#### [The task]
Write the records below out again exactly as given, with no images.
━━ Provided data ━━
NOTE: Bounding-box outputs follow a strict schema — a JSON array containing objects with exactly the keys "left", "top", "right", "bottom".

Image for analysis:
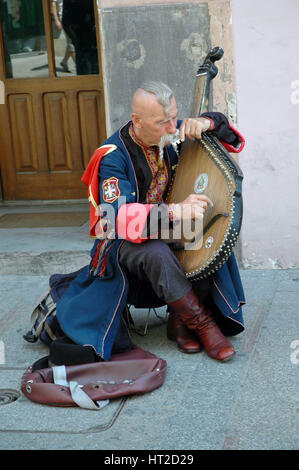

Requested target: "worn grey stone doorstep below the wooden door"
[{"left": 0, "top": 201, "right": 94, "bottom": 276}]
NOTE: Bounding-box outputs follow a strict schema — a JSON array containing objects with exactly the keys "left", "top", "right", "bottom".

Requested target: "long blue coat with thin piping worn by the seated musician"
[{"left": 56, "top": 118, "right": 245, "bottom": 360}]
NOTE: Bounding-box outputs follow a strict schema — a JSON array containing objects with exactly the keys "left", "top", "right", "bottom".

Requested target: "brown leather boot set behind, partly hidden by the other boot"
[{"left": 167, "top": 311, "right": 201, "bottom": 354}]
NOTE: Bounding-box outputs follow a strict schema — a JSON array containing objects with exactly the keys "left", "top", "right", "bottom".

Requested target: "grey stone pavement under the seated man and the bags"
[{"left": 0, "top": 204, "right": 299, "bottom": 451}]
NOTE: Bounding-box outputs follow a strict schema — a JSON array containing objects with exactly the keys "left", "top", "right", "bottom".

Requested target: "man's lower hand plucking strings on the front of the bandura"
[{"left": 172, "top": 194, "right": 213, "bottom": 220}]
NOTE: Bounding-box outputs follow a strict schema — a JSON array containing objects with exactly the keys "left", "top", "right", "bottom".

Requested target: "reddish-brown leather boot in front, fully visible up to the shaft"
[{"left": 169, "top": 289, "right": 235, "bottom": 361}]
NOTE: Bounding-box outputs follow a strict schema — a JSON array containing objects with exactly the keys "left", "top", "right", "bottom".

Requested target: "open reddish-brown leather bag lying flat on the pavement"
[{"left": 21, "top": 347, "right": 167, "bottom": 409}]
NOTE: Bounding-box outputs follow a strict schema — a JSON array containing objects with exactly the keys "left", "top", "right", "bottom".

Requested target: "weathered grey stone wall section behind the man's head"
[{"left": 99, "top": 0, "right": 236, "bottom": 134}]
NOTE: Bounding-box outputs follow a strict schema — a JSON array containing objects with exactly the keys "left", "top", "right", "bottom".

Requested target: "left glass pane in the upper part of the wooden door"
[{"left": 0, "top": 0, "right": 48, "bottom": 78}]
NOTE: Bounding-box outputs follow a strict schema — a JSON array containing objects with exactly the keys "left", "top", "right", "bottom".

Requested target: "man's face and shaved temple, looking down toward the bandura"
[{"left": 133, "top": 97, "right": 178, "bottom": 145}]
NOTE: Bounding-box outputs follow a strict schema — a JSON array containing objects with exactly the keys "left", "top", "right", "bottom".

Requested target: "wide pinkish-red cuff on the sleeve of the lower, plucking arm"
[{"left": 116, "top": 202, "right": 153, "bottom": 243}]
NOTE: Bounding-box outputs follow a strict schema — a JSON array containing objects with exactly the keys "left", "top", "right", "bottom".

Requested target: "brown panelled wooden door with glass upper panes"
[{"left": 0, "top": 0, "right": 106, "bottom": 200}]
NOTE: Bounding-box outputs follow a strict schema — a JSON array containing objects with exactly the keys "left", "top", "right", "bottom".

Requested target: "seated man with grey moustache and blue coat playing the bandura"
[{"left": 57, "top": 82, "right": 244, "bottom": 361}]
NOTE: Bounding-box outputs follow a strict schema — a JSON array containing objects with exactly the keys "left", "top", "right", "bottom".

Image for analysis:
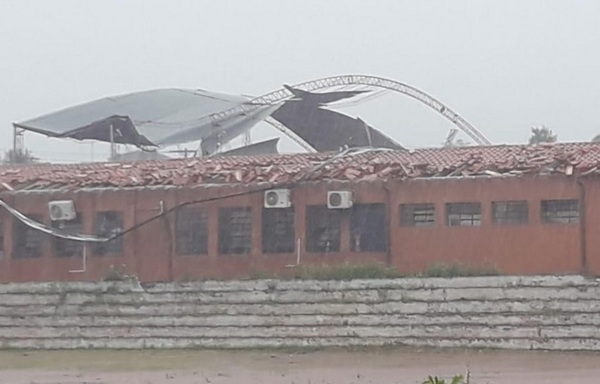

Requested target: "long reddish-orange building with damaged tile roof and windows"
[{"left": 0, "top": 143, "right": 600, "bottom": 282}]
━━━
#### [Result]
NOTE: Bounding-box outputs follow a strict schema — a JSON array containing objects with exactly the keys "left", "top", "right", "bottom".

Image for analysis:

Requested target: "worn grey stone doorstep below the wooden door"
[{"left": 0, "top": 201, "right": 94, "bottom": 276}]
NOTE: Bounding-box outputs follow a strict schema — a JSON array containing objects with exactly the keys "left", "top", "right", "bottom".

Requested target: "long blue coat with thin piping worn by the seated musician"
[{"left": 56, "top": 118, "right": 245, "bottom": 360}]
NOTE: Bounding-box outputs follow a strict schema — a JSON array containing objects with exactly the keys "left", "top", "right", "bottom".

Requested target: "brown leather boot set behind, partly hidden by the other boot"
[{"left": 167, "top": 311, "right": 201, "bottom": 354}]
NOTE: Bounding-box outputs follow a strict schema — a JSON array containing objects with exactly the keys "left", "top", "right", "bottom".

Requested target: "grey stone pavement under the seated man and the bags"
[{"left": 0, "top": 204, "right": 299, "bottom": 451}]
NOTE: Bounding-box outputs follow a strict schema — a JSON array containing objects with exactly the keys "left", "top", "right", "bottom".

Requested target: "man's lower hand plucking strings on the front of the bandura"
[{"left": 172, "top": 194, "right": 213, "bottom": 220}]
NOTE: Bounding-box outputs follow a strict schema — a JSON array containing objects with exactly the keys "left", "top", "right", "bottom".

Requested target: "reddish-brown leather boot in front, fully visible up to the shaft"
[{"left": 169, "top": 289, "right": 235, "bottom": 361}]
NOTE: Bounding-box outputs follow a strict schema — a JSON array containing objects with exactly the keys "left", "top", "right", "bottom".

Requested target: "open reddish-brown leather bag lying flat on the pavement"
[{"left": 21, "top": 347, "right": 167, "bottom": 409}]
NOTE: Bounding-box outputs follow a strict schema — a JSON array containing objects with exactly the keys "left", "top", "right", "bottom".

Requested target: "weathered grey stone wall section behind the man's head"
[{"left": 99, "top": 0, "right": 236, "bottom": 134}]
NOTE: Bounding-box outputs follow a strict schema — a JSON array containing objects with exactly the keys "left", "top", "right", "bottom".

Requested target: "left glass pane in the upper part of the wooden door"
[{"left": 0, "top": 0, "right": 48, "bottom": 78}]
NOTE: Bounding-box outputs follow a strict schema — a JSON array containing objects with exactly the keys "left", "top", "right", "bottom".

Requested target: "man's face and shaved temple, looking down toward the bandura"
[{"left": 133, "top": 97, "right": 178, "bottom": 145}]
NOTE: Bounding-box outputs follow a strict schema — a JSON array containing objects with exactly the keys "left", "top", "right", "bottom".

Requested target: "wide pinkish-red cuff on the sleeve of the lower, plucking arm"
[{"left": 116, "top": 202, "right": 153, "bottom": 243}]
NOTE: Bounding-box outputs follow a strict schema — a JSON array containing objects with exactly the keys "left", "top", "right", "bottom".

Requested target: "brown panelled wooden door with glass upper panes"
[{"left": 0, "top": 0, "right": 106, "bottom": 200}]
NOTE: Bounding-box outputs follow a strict schema — a JSON array containing objects with exactly the keys "left", "top", "right", "bottom".

Requested target: "seated man with grey moustache and blue coat playing the bandura"
[{"left": 57, "top": 82, "right": 244, "bottom": 361}]
NOTE: Bounding-box outputs follow a strict schema — a JSON array containing objects with exactly the keys "left", "top", "right", "bottom".

Image for analysis:

Requested target: "long reddish-orange building with damaged tile roof and windows"
[{"left": 0, "top": 143, "right": 600, "bottom": 282}]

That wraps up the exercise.